> Work instruction:
An exact transcription of the data below is needed.

> Stored data entries:
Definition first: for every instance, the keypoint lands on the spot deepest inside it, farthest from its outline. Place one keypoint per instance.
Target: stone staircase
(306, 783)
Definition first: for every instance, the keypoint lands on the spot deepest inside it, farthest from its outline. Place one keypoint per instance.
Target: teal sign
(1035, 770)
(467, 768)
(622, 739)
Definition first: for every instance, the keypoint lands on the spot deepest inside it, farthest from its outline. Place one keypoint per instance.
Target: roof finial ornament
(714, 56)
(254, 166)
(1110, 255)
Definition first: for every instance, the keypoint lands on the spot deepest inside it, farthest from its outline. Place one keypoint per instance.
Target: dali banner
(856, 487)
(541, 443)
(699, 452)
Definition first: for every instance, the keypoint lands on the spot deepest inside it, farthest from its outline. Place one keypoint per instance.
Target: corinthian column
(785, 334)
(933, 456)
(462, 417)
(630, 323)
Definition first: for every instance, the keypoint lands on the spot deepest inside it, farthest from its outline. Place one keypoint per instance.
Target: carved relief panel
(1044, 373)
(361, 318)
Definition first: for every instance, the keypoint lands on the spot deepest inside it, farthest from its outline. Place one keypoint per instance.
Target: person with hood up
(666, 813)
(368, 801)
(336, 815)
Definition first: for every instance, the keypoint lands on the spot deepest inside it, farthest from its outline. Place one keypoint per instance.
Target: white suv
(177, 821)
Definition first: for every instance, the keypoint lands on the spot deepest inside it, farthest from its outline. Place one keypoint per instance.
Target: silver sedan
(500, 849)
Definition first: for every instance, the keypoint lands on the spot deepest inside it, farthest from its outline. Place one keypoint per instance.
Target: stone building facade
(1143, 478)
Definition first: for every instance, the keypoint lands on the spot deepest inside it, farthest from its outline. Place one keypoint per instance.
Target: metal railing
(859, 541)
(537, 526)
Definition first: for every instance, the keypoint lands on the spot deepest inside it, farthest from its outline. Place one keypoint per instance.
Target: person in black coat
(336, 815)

> Reply to the task:
Definition first: for every instance, the keypoint lands on the spot deepest inside it, farthest from its outline. Place one keypoint per instance.
Target: stone staircase
(306, 783)
Definition first: for every instance, the keypoint lands on the spot deepest inside it, farthest from its outline. Place one keypoint per instance.
Target: teal sign
(1035, 770)
(467, 768)
(622, 739)
Definition first: for every instance, the keypoint lands on the spot deepest inside it, farthest from its outline. Place one keypoint per instance.
Target: roof finial ornament
(714, 56)
(254, 166)
(1110, 255)
Definition first: for every instance, the keypoint lands on the spot deepest inside it, farthest from its outline. Place one keypoint per instance.
Target: dali banner
(856, 487)
(541, 443)
(699, 452)
Definition first: for every instance, the keypoint lands on the spot deepest inside it, farthest from its outline. Place one keypoint per instance.
Target: corinthian column
(785, 334)
(933, 456)
(462, 417)
(630, 323)
Definition first: for every instance, the keypoint lands on the spot deepest inside it, farthest from its outline. Place one keypoint per instance.
Target: carved relief panel
(1044, 373)
(361, 318)
Definition first: for every instance, the keypoint lands on the spot deepest inside it, farthest from its outline. Place one keypoint per instance.
Target: person with hood up
(666, 813)
(368, 801)
(336, 815)
Definition first: for every instance, the keypoint lands on the spot deepest inside it, farthest from its outline. Place one keypoint per instance.
Target: white suv
(177, 821)
Definition first: for every instance, the keypoint lands on the spot deepest inside it, farthest from its outline. Place one keypoint per instance.
Target: silver sedan
(500, 849)
Definition first: for every instance, the keypoint lands on the spot deepest inside it, farthest from its outline. Place one keypoint per instance.
Target: stone building facade
(1143, 478)
Definition first: for every instance, the keypoint lands on the spot deepest inside it, farthest from its outline. Place one keypoint per instance.
Target: metal railing
(859, 541)
(537, 526)
Definition first: for every instance, the keypoint lands on the spot deepest inside it, farthest from its outline. Place one keypoint per instance.
Target: person in black coat
(336, 815)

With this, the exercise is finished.